***** Record extracts *****
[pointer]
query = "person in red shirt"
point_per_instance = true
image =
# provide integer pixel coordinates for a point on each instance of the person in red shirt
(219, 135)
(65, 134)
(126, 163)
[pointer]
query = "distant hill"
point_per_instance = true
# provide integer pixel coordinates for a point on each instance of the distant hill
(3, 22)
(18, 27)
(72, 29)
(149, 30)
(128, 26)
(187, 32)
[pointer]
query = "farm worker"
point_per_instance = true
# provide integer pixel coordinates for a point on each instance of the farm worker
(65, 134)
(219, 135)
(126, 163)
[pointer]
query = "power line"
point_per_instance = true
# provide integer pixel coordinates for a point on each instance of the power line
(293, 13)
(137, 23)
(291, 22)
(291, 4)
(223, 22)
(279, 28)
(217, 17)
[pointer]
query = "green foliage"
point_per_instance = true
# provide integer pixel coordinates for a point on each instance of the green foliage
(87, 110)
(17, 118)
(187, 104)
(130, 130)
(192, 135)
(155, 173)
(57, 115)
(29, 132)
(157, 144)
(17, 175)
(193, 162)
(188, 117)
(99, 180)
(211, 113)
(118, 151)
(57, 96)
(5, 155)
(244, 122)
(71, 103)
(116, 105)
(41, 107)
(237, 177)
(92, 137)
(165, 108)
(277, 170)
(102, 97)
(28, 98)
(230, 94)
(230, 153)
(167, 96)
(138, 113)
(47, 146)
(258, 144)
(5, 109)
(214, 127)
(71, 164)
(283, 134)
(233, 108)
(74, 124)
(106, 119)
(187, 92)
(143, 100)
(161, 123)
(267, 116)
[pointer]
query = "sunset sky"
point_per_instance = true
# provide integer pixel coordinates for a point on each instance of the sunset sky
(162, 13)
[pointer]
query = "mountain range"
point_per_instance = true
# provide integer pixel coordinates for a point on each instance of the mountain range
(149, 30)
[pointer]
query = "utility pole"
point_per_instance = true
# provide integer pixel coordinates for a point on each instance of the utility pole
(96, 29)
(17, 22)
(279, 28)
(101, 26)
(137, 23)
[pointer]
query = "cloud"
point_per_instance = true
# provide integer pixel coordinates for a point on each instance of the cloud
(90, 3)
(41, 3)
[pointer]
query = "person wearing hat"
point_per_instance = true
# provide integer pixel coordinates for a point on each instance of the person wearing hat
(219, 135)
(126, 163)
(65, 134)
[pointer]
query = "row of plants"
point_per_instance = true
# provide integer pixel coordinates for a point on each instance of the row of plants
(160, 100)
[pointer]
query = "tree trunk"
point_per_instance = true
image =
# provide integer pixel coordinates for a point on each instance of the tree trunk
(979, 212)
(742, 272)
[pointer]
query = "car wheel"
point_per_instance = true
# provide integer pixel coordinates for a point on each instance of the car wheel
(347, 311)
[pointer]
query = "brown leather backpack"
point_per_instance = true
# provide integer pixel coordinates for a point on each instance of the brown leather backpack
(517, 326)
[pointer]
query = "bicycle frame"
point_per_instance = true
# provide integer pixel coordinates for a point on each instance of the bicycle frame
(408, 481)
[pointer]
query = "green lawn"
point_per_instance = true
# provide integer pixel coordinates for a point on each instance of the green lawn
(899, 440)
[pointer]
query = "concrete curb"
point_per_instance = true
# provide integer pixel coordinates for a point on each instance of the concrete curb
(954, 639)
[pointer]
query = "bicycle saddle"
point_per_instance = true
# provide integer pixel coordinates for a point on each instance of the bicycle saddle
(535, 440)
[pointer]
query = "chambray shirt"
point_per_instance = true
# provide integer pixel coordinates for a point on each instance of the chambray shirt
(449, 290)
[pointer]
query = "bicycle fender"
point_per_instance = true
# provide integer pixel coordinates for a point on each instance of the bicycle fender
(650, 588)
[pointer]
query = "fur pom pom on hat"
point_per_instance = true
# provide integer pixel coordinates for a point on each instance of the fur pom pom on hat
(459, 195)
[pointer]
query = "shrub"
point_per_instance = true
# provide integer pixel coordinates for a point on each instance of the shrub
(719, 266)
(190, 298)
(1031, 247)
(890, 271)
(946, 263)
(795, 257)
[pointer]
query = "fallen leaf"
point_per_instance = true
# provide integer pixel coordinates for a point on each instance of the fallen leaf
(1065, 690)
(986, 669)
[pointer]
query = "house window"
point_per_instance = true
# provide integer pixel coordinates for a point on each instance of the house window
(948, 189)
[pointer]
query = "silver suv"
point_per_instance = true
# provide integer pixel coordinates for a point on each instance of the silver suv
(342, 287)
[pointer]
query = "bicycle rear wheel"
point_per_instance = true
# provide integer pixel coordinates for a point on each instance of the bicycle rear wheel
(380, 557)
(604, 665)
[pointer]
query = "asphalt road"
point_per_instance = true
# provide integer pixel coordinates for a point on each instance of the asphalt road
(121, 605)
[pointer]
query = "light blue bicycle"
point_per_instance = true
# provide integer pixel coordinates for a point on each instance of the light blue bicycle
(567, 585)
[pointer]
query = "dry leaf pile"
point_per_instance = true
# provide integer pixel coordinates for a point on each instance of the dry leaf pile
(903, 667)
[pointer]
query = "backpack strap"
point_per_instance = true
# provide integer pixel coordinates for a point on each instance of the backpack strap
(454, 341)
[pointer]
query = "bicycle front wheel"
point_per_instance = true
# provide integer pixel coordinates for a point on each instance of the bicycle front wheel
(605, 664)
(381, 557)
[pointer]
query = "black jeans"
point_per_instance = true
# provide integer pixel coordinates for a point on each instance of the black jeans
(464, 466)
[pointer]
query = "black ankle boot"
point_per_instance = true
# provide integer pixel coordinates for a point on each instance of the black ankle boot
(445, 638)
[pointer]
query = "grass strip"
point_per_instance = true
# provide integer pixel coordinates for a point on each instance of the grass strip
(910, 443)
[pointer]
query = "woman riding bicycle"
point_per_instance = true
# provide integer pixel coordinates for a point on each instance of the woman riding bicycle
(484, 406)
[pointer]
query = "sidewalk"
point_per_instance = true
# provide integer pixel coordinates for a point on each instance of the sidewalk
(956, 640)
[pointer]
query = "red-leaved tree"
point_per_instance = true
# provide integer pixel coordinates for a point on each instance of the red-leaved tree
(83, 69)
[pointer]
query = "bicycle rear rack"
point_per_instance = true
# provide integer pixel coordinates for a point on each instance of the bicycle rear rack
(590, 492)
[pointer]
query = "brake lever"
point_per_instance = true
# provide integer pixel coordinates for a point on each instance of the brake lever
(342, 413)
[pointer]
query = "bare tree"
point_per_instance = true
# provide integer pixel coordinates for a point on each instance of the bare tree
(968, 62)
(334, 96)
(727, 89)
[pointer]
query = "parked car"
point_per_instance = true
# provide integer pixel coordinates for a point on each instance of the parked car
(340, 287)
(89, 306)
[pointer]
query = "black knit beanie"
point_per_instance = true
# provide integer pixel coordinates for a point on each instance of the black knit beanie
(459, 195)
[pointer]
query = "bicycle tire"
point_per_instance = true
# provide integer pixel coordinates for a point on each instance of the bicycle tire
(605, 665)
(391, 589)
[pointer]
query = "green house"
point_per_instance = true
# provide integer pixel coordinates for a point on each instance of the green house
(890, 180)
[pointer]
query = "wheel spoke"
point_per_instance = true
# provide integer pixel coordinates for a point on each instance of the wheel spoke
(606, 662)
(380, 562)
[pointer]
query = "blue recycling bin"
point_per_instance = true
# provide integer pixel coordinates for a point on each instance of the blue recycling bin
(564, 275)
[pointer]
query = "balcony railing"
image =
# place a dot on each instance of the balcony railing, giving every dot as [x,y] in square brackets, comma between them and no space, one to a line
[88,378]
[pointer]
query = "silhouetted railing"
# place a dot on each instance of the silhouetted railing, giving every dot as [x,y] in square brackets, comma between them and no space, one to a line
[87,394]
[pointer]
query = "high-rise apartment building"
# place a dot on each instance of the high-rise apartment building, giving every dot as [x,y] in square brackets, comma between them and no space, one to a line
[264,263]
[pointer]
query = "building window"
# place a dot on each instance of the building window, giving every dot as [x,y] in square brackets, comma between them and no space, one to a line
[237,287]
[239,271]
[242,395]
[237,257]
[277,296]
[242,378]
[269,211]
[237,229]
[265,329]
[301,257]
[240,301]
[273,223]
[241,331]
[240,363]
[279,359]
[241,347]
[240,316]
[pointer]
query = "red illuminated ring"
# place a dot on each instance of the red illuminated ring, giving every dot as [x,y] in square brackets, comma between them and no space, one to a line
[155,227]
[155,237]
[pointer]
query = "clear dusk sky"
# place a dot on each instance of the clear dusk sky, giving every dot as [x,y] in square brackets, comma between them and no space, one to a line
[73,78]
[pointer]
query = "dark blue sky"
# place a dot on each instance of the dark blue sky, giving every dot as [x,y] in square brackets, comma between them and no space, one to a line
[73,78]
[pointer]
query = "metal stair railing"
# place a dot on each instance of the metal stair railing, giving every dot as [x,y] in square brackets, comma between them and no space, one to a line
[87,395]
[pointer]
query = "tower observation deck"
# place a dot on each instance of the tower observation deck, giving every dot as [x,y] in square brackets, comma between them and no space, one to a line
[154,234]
*****
▸ Given task: Show each line of the listing above that contains the word "cloud".

▸ Response for this exercise:
query = "cloud"
# provide integer pixel coordinates for a point on each instance of the cloud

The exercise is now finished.